Exercise goal: Print the data below exactly as it stands, and keep the pictures out.

○ ○ ○

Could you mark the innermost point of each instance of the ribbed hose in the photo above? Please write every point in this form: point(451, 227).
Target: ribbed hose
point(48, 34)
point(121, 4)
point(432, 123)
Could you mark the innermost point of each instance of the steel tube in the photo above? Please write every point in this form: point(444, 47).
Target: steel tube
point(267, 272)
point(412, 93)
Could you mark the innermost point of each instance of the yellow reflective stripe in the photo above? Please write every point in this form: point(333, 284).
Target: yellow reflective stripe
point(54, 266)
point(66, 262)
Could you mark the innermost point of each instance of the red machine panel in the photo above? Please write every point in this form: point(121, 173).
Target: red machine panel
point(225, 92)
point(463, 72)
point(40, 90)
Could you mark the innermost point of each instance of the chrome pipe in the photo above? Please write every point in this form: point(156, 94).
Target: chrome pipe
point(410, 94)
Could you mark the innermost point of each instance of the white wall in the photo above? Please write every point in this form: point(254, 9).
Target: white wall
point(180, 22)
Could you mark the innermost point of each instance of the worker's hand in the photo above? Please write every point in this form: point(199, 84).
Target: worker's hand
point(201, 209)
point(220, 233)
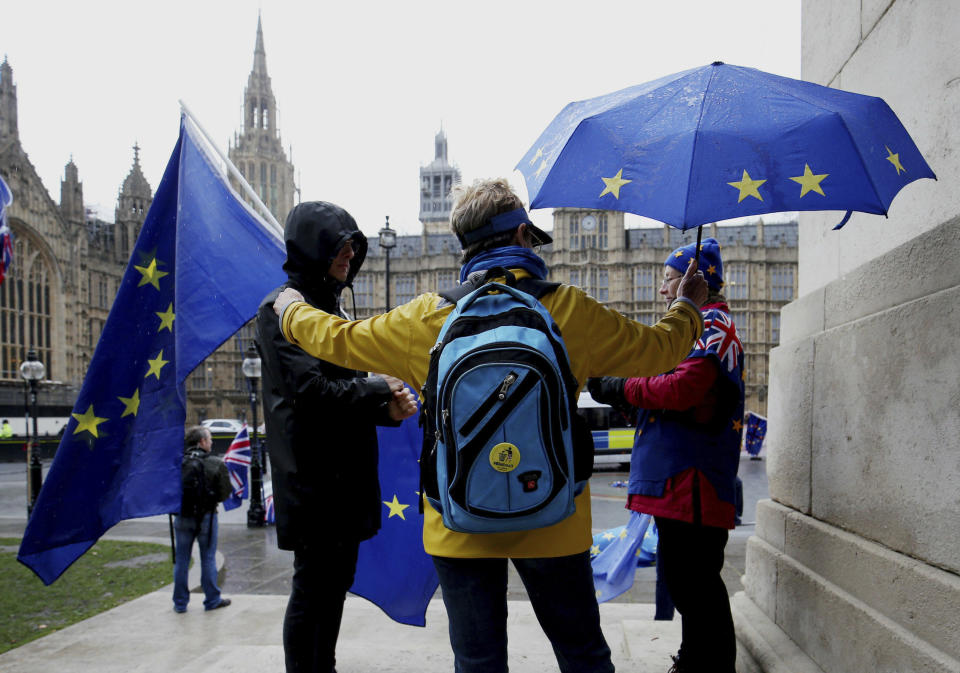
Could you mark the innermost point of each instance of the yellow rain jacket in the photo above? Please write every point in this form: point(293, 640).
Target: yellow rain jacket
point(600, 342)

○ ○ ○

Written response:
Could you mark the innermost point of each instance of the ribbed hose in the photo above? Please write every point in this form: point(451, 227).
Target: ribbed hose
point(48, 34)
point(121, 4)
point(432, 123)
Could you mark the innermost point of each instance of the steel tube in the photo above? Please write every point in this form: point(444, 47).
Target: steel tube
point(267, 272)
point(412, 93)
Could you mark the innermost point of each instance of the yellow reflective stripe in the photo above? Please write every point in this form: point(333, 284).
Target: yellow reflective stripe
point(54, 266)
point(66, 262)
Could you mark the innermost point of each instance of the red machine panel in the photo above? Please write every point in this form: point(121, 173).
Target: red machine panel
point(225, 92)
point(463, 72)
point(40, 90)
Could you mark the innermost point of each instance of the chrome pipe in the photo above? Please write every point in this form: point(156, 94).
Target: chrome pipe
point(410, 94)
Could you mark the innermost point of each instance of the white wall in the photo above? Please write every point in this form: point(254, 9).
Target: white wall
point(180, 22)
Could you mark the innermost point of each instance of the worker's hand in the photo above? Please write every point in this form: point(199, 84).
Target: worker's hand
point(201, 209)
point(220, 233)
Could you mark the innermost point of each instance of the yellow rain jacket in the photo above? Please write every point in this form: point(293, 640).
Target: yellow rain jacket
point(600, 342)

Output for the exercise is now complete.